[Begin TEXT BLOCK]

Re: I want a pony: Distributed RCS

Malcolm Tredinnick Wed, 10 Sep 2008 18:41:31 -0700


On Wed, 2008-09-10 at 18:58 -0600, Jeff Anderson wrote:
> Malcolm Tredinnick wrote:
[...]
> > You don't even begin to approach why this might be a good idea for
> > Django. So, what does it gain?
> >
> > Right now, you can already use your distributed VCS of choice with
> > Django and subversion. Some of us have been doing that for literally
> > years. The only time I ever use "svn" is on the very rare times I want
> > to alter subversion metadata properties. However, subversion is a very
> > good lowest common denominator for everybody to use as the central
> > repository and it makes a lot of sense to continue to have a central
> > repo.
> >   
> The problem with going with the lowest common denominator is just that--
> the lowest common denominator also means less features.


*shrug* That doesn't mean it's less features than we need.

>  In this case, it
> means I'm stuck with subversion's linear development. non-linear
> development is a requirement for the distributed model of software
> development.

At some level. It still linearises eventually, since changelogs are an
ordered file of changes and only one thing at a time lands in the final
release block of code.

> If I want to start a branch in my own repo, I can do that. The problem
> happens when merge conflicts start happening. I'm forced to do things
> "the subversion way" when I'm stuck with a subversion backend. I
> **must** rebase my work rather than merge.

You can work out the merge conflicts and fix them up that way.

>  This isn't really a good
> thing in the distributed environment. It also breaks my ability to
> directly check in things from my branches and repos-- when people are
> constantly rebasing their work, I lose any ability to really track their
> branches, and almost all advantages of using a distributed RCS.

[End TEXT BLOCK]

▶ **BRIEF A**: Reproduce the message on distributed RCS for Django in full, with nothing changed.

[Begin RECORDS PROVIDED]

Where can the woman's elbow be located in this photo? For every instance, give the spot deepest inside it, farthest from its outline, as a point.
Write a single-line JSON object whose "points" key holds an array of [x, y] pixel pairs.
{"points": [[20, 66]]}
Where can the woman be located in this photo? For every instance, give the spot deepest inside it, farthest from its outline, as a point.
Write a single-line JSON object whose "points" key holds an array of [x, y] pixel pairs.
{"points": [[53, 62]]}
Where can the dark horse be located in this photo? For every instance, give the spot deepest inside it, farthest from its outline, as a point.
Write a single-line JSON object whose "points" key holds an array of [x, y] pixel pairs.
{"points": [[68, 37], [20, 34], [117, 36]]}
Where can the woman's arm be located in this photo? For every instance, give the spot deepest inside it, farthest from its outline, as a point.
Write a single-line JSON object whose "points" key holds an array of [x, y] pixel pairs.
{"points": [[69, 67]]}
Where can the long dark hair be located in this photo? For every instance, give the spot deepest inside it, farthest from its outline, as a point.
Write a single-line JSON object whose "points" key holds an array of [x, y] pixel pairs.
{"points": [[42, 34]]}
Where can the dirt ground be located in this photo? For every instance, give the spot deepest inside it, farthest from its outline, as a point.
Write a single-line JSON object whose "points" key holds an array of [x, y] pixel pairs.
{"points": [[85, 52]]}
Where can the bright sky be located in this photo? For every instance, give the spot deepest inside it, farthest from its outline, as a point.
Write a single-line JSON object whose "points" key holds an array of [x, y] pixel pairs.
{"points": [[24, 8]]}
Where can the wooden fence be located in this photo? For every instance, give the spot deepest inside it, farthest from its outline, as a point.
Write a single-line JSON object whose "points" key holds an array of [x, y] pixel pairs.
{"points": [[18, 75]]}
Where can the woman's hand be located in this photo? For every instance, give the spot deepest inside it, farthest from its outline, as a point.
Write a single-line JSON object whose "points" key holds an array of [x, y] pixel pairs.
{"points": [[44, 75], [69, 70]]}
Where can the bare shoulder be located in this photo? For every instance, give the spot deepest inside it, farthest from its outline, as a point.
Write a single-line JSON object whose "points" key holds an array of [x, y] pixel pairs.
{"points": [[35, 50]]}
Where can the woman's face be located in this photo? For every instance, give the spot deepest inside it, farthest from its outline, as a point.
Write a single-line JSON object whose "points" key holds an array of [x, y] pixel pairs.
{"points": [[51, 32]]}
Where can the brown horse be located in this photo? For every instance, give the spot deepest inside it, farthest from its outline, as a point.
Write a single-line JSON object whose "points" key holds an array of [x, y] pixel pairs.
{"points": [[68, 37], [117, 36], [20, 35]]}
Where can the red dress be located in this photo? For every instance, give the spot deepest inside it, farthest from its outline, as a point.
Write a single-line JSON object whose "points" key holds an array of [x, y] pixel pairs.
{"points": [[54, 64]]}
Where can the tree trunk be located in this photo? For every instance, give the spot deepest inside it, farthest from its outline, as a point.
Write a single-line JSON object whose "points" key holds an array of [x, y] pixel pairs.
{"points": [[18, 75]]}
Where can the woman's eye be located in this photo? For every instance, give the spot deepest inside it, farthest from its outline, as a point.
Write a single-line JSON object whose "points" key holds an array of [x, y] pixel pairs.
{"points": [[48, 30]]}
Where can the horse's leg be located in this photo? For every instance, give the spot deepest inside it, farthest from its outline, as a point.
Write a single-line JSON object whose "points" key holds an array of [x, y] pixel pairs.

[End RECORDS PROVIDED]

▶ **BRIEF B**: Gather every line of the entries that contains the word "dark", treating capital and small letters as different.

▶ **EXERCISE SOLUTION A**:
Re: I want a pony: Distributed RCS

Malcolm Tredinnick Wed, 10 Sep 2008 18:41:31 -0700


On Wed, 2008-09-10 at 18:58 -0600, Jeff Anderson wrote:
> Malcolm Tredinnick wrote:
[...]
> > You don't even begin to approach why this might be a good idea for
> > Django. So, what does it gain?
> >
> > Right now, you can already use your distributed VCS of choice with
> > Django and subversion. Some of us have been doing that for literally
> > years. The only time I ever use "svn" is on the very rare times I want
> > to alter subversion metadata properties. However, subversion is a very
> > good lowest common denominator for everybody to use as the central
> > repository and it makes a lot of sense to continue to have a central
> > repo.
> >   
> The problem with going with the lowest common denominator is just that--
> the lowest common denominator also means less features.


*shrug* That doesn't mean it's less features than we need.

>  In this case, it
> means I'm stuck with subversion's linear development. non-linear
> development is a requirement for the distributed model of software
> development.

At some level. It still linearises eventually, since changelogs are an
ordered file of changes and only one thing at a time lands in the final
release block of code.

> If I want to start a branch in my own repo, I can do that. The problem
> happens when merge conflicts start happening. I'm forced to do things
> "the subversion way" when I'm stuck with a subversion backend. I
> **must** rebase my work rather than merge.

You can work out the merge conflicts and fix them up that way.

>  This isn't really a good
> thing in the distributed environment. It also breaks my ability to
> directly check in things from my branches and repos-- when people are
> constantly rebasing their work, I lose any ability to really track their
> branches, and almost all advantages of using a distributed RCS.

▶ **EXERCISE SOLUTION B**:
Where can the dark horse be located in this photo? For every instance, give the spot deepest inside it, farthest from its outline, as a point.
Where can the long dark hair be located in this photo? For every instance, give the spot deepest inside it, farthest from its outline, as a point.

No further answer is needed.